My grandmother Anna was the daughter of Cisley Curtis and granddaughter of "Rockingham" John Curtis (1830-1914), born on a plantation in Rockingham County, Virginia. Rockingham John was a legendary ancestor about whom I’ve written extensively. Due to Cisley’s death soon after giving birth to my grandmother, John Curtis raised Anna as his own child. He also had another daughter, Laura, and six sons. Both daughters and one son had long been dead when I came along, but five sons – Tom, Clem, Ike, Ed and John Henry – were still alive during the 1940s when I was young.
Clem, Ike and Ed all lived near Stafford, where my grandmother and I spent nearly every weekend and where, from the age of five, I spent every day of my summer vacation with my great-uncle Ed Curtis. I was very fond of a big ancient gray workhorse named Harry. Though at first I had difficulty getting on Old Harry, as I called him, I soon learned to maneuver him to a place where I could climb aboard; then I would ride him up and down the road, pretending to be my great-great-grandfather Rockingham John.

#### [PROBLEM]
Set down the family recollection above word for word, from "Clem, Ike and" to "great-great-grandfather Rockingham John.".

#### [AVAILABLE DATA]
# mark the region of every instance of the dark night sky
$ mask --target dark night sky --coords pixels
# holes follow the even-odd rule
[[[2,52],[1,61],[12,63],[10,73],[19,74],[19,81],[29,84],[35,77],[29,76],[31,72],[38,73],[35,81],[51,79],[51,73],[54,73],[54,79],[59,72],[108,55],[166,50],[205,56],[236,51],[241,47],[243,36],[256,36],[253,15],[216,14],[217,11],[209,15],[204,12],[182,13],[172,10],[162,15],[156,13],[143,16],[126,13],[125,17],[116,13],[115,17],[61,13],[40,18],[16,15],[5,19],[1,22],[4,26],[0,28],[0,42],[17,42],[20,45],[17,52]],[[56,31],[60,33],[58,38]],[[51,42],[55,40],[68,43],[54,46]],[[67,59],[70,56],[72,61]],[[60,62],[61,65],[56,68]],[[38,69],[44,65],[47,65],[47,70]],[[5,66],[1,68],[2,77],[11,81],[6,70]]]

...

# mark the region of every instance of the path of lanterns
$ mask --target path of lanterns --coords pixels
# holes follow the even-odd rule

#### [TASK ANSWER]
Clem, Ike and Ed all lived near Stafford, where my grandmother and I spent nearly every weekend and where, from the age of five, I spent every day of my summer vacation with my great-uncle Ed Curtis. I was very fond of a big ancient gray workhorse named Harry. Though at first I had difficulty getting on Old Harry, as I called him, I soon learned to maneuver him to a place where I could climb aboard; then I would ride him up and down the road, pretending to be my great-great-grandfather Rockingham John.